Top of Passage provided
Install specific skill from multi-skill repository

# Description

Analyze a plan or codebase to generate scenarios in "Actor wants to..." format from a stated perspective. Use when user says "make scenarios", "generate scenarios", "jeopardy requirements", or wants to identify extension points and use cases.

# SKILL.md


name: make-scenarios
description: Analyze a plan or codebase to generate scenarios in "Actor wants to..." format from a stated perspective. Use when user says "make scenarios", "generate scenarios", "jeopardy requirements", or wants to identify extension points and use cases.
hooks:
PreToolUse:
- matcher: "*"
hooks:
- type: command
command: "echo '[SKILL: make-scenarios] Generating scenarios...'"
once: true


Scenario Generation Skill

Analyze a plan, codebase, or feature description and produce scenarios — statements of what an actor wants to be able to do. Scenarios are perspective-driven: the user provides the lens (developer extensibility, end-user capability, operator workflow, security posture, etc.) and the skill discovers what scenarios matter from that perspective.
Bottom of Passage provided
Can you write the next part of the scenario-generation skill text, starting after its last sentence? The data after this point is separate material and not part of the scenario-generation skill text.
Top of Given data
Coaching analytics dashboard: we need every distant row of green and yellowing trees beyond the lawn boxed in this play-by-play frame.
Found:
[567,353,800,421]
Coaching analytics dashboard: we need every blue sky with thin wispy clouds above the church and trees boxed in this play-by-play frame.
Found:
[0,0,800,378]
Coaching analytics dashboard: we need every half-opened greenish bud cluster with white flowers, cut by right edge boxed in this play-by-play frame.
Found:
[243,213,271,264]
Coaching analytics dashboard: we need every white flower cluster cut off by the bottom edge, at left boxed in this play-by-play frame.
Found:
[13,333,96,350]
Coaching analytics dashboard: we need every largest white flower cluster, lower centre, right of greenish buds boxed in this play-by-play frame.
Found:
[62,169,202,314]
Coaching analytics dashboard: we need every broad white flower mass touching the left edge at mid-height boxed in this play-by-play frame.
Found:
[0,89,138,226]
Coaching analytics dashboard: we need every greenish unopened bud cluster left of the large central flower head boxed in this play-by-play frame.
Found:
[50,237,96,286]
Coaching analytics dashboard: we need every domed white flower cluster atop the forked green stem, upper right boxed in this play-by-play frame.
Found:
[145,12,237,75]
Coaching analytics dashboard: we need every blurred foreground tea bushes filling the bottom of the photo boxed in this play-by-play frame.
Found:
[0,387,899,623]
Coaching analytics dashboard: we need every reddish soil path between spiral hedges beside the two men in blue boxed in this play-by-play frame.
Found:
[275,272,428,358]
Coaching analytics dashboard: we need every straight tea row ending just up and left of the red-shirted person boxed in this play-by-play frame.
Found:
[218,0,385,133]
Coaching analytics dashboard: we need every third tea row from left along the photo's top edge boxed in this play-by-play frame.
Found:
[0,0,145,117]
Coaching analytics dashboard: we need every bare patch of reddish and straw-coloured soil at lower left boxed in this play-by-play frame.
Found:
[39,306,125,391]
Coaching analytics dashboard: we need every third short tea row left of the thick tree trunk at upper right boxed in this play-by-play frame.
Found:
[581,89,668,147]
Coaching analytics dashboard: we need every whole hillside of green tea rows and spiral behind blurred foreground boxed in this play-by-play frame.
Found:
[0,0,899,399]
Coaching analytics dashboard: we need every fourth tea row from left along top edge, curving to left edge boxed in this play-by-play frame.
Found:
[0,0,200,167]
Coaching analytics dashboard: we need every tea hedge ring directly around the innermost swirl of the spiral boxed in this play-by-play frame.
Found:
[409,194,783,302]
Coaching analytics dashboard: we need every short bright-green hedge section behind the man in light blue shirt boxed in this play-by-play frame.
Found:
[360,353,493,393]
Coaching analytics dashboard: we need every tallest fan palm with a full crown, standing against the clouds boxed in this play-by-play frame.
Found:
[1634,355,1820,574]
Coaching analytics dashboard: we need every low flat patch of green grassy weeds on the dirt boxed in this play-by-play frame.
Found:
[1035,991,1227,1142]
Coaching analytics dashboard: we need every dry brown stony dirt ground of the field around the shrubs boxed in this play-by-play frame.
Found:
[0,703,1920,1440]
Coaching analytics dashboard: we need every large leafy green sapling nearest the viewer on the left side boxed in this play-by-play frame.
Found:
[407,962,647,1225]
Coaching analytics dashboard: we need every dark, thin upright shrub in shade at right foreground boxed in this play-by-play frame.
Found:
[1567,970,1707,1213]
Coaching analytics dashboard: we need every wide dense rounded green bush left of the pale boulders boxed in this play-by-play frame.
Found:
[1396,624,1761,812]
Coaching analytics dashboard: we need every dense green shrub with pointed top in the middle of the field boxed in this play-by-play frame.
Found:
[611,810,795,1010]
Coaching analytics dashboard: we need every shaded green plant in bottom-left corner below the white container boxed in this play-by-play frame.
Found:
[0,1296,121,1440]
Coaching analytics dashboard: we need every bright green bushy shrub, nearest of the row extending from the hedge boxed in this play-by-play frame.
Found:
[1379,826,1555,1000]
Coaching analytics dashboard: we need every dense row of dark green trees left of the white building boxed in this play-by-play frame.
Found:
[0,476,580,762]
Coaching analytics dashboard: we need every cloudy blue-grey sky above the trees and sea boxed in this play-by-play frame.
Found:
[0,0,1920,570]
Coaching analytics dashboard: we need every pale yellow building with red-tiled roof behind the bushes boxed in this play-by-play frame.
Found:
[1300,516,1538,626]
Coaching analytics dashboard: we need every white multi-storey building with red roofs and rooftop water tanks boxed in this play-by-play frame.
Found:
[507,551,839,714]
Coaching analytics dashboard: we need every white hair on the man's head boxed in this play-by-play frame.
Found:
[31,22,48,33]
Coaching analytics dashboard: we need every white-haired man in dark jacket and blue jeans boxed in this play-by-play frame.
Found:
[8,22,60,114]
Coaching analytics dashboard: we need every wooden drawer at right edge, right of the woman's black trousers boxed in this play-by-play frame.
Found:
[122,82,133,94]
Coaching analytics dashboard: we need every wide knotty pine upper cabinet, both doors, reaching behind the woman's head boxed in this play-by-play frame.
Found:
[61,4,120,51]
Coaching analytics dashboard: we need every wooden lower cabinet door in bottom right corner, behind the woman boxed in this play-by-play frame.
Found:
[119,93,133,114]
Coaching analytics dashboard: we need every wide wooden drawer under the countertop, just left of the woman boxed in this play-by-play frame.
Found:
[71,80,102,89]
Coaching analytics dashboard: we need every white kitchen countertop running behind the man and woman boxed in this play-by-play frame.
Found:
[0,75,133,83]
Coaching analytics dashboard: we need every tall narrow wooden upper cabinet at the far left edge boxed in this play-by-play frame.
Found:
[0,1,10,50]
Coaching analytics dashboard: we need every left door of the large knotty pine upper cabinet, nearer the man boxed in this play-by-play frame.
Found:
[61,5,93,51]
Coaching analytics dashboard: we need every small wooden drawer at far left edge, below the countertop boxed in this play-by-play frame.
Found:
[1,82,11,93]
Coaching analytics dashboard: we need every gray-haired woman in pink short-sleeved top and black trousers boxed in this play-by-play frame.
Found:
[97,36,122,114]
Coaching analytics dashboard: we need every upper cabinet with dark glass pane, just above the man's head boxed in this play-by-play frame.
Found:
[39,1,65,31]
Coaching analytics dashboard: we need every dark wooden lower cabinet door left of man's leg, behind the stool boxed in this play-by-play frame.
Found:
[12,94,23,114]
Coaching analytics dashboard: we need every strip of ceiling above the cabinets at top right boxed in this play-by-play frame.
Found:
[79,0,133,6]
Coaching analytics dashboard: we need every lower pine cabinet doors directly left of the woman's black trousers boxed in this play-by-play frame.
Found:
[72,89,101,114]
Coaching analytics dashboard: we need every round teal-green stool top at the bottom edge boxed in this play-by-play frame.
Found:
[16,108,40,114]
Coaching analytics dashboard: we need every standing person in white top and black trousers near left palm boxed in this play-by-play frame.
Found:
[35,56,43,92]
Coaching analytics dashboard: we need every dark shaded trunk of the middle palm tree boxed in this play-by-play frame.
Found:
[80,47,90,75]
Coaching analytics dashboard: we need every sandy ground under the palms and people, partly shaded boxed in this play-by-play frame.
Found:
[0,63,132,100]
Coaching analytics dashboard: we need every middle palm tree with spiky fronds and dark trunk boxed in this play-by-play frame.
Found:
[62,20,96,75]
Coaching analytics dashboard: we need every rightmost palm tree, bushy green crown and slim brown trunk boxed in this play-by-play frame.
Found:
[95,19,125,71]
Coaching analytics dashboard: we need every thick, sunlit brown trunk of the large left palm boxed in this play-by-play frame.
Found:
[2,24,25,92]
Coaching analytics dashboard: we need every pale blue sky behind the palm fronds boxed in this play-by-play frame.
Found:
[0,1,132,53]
Bottom of Given data
### Response to the task
Scenarios follow the form: "{Actor} wants to {action} {target}"

These scenarios become input for requirements generation via /make-req in a separate session.

When to Use

  • User says "make scenarios", "generate scenarios", "jeopardy requirements"
  • User wants to discover extension points, use cases, or capability gaps
  • User wants to understand what a system should accommodate from a specific perspective

Core Principles

  • Scenarios are perspective-dependent. The same codebase yields different scenarios for a developer vs. an end-user vs. an operator. The user provides the perspective.
  • Scenarios state desires, not solutions. Each scenario says what an actor wants to achieve, never how the system should enable it.
  • Scenarios are discovered, not invented. They emerge from what the codebase or plan reveals — variation points, hardcoded assumptions, existing abstractions, domain concepts.

Critical Constraints

NEVER:
- Modify any source code files
- Create files outside temp/make-scenarios/ directory
- Prescribe solutions or approaches in scenarios
- Invent scenarios that have no basis in the analyzed material
- Mix perspectives in a single scenario (each scenario has one actor type)

ALWAYS:
- Require the user to state the perspective/lens before proceeding
- Use subagents for parallel exploration
- Ground every scenario in evidence from the codebase or plan
- Write output to temp/make-scenarios/ directory

Workflow

Step 0: Establish Perspective

If the user has not stated a perspective, ask. Examples:

  • Developer extensibility: "Developer wants to add/swap/extend..."
  • End-user capability: "User wants to filter/export/customize..."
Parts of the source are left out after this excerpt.